PROBLEM TO WORK ON: Copy the data from its start through the line containing "column 67, row 66", swapping "skate wheel" for "roller wheel" and leaving everything else as it is.

[Saved data entries]
:::

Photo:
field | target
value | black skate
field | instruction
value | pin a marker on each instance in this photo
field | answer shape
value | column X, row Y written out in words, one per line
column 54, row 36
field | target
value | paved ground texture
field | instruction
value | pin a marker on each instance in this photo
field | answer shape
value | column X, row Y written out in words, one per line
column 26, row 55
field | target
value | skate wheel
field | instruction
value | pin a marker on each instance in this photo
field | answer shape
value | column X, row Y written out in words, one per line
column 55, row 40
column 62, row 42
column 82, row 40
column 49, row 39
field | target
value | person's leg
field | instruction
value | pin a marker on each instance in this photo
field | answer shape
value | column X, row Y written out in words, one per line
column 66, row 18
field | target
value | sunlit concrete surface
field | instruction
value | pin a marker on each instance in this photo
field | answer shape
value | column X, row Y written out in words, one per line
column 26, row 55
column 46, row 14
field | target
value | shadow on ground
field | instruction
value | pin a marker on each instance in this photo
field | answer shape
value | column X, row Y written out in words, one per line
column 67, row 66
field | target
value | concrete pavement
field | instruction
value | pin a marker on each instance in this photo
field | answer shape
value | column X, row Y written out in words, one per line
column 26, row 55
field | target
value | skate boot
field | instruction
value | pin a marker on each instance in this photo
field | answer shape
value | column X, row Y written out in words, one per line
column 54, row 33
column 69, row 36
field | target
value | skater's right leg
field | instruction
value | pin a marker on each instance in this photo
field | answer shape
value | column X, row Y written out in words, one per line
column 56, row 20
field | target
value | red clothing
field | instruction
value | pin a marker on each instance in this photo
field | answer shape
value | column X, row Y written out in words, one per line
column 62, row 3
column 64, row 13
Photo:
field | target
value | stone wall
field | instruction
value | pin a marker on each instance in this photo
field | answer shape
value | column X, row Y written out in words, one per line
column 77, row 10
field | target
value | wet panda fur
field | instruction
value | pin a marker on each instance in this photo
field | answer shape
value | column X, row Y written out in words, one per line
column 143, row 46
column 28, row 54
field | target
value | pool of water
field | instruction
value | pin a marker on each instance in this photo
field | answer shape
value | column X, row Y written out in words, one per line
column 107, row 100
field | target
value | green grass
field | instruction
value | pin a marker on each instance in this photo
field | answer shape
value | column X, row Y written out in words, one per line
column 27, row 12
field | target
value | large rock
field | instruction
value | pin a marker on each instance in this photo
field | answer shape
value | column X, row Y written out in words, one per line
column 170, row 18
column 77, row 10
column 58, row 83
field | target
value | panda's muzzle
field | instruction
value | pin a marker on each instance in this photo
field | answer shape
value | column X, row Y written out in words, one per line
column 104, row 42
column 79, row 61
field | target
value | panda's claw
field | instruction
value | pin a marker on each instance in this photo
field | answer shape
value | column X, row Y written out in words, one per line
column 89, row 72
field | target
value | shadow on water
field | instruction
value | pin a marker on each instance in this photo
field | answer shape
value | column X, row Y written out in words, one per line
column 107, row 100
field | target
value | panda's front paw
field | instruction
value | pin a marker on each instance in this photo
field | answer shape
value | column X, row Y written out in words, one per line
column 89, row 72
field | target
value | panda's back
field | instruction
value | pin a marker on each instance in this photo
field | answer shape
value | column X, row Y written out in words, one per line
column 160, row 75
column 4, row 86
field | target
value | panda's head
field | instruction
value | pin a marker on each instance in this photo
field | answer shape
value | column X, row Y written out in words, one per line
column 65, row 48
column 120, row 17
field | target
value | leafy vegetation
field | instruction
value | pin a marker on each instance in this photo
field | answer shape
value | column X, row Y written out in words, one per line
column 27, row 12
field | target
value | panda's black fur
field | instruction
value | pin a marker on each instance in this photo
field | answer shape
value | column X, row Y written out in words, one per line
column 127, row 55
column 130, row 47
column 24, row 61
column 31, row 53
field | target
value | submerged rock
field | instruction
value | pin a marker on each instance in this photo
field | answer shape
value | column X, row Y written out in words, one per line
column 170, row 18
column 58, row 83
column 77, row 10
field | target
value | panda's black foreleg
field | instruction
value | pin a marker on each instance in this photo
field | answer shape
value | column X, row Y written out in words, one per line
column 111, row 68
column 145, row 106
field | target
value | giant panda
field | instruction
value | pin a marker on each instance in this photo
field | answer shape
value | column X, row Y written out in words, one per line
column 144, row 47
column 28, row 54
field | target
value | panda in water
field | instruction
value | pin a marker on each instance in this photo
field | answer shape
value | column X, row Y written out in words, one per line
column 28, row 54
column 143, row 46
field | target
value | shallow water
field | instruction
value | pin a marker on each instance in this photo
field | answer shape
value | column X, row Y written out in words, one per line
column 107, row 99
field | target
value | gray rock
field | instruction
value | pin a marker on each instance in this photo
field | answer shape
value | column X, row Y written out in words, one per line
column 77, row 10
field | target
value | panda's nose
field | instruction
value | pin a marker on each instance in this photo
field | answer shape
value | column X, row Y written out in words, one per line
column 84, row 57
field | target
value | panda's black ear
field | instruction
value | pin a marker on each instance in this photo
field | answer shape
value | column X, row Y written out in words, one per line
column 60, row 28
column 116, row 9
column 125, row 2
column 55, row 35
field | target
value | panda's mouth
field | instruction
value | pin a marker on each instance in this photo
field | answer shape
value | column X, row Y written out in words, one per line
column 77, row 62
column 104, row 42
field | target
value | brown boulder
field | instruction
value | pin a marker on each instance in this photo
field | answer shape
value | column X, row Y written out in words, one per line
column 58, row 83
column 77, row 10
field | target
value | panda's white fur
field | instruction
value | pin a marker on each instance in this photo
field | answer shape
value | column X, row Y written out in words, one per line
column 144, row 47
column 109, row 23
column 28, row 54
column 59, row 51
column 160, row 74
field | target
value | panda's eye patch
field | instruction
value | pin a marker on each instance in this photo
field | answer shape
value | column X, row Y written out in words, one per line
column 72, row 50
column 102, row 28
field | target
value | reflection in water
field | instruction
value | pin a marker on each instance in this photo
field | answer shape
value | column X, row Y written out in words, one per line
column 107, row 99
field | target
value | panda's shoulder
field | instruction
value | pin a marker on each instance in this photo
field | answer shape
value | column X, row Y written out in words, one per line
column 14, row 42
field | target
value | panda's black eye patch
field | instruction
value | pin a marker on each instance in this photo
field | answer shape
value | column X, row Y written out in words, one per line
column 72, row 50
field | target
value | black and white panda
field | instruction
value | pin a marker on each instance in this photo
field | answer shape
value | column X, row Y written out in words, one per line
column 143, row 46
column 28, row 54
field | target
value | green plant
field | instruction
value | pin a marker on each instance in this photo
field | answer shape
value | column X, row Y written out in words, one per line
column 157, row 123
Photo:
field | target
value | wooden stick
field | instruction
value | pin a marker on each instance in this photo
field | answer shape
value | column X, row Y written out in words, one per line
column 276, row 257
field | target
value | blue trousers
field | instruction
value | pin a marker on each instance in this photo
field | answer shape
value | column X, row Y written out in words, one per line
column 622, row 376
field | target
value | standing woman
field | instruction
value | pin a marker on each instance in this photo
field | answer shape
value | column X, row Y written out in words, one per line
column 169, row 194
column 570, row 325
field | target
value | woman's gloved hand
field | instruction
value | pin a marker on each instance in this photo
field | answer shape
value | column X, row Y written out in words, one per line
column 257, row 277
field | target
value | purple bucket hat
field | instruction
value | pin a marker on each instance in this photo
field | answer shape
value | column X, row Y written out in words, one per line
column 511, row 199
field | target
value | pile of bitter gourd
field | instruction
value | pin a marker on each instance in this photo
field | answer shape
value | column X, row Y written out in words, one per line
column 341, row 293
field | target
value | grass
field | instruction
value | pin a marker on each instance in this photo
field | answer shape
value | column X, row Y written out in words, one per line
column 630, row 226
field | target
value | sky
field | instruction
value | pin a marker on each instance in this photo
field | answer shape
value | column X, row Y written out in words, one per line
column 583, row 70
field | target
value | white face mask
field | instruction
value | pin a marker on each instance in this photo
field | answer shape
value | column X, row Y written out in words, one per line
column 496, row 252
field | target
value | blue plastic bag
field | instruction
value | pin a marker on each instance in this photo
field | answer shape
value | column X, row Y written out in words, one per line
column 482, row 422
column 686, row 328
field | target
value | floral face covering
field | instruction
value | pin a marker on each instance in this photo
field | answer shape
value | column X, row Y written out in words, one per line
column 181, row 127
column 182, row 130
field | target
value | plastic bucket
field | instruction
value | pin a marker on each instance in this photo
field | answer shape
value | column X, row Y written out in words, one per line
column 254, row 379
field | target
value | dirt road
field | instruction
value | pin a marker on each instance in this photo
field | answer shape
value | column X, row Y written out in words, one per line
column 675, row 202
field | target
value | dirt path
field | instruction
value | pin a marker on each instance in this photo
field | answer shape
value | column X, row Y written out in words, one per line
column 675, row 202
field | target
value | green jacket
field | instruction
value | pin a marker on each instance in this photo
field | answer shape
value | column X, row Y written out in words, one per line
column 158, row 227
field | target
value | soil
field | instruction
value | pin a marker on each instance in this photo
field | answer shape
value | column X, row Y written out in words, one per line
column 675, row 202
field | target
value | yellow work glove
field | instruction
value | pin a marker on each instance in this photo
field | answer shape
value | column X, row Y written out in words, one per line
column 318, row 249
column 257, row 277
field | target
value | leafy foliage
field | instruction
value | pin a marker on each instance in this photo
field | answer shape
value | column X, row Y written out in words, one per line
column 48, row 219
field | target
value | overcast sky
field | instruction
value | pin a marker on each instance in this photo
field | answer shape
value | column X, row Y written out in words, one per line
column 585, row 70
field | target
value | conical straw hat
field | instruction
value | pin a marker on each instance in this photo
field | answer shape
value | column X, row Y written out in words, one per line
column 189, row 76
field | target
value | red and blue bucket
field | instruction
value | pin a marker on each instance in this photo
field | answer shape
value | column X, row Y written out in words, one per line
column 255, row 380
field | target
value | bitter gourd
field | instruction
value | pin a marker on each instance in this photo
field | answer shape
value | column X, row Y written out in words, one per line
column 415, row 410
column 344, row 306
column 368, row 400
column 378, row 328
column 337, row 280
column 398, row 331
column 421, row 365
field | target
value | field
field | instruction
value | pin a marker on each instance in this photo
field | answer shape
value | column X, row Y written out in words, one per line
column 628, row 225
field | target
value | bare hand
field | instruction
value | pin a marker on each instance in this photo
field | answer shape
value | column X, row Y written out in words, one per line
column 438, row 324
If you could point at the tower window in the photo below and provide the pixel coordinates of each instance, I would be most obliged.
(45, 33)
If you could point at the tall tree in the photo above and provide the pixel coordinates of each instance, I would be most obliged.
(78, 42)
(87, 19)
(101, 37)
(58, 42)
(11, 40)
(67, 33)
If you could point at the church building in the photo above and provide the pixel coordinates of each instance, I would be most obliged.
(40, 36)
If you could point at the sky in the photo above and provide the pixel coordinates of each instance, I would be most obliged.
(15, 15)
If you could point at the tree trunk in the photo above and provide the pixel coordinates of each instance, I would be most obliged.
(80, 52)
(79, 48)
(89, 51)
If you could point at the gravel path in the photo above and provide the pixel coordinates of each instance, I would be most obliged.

:::

THE RESPONSE:
Photo:
field | target
value | black skate
field | instruction
value | pin a marker on each instance in this photo
field | answer shape
value | column X, row Y written out in words, one per line
column 54, row 36
field | target
value | paved ground texture
field | instruction
value | pin a marker on each instance in this photo
field | answer shape
value | column X, row Y written out in words, one per line
column 26, row 55
field | target
value | roller wheel
field | instruction
value | pin a marker on each instance in this photo
field | answer shape
value | column X, row Y written out in words, one per line
column 55, row 40
column 62, row 42
column 82, row 40
column 49, row 39
field | target
value | person's leg
field | instruction
value | pin a marker on each instance in this photo
field | answer shape
value | column X, row Y written out in words, one per line
column 66, row 18
field | target
value | sunlit concrete surface
field | instruction
value | pin a marker on each instance in this photo
field | answer shape
value | column X, row Y written out in words, one per line
column 26, row 55
column 46, row 14
field | target
value | shadow on ground
field | instruction
value | pin a marker on each instance in this photo
field | answer shape
value | column X, row Y written out in words, one per line
column 67, row 66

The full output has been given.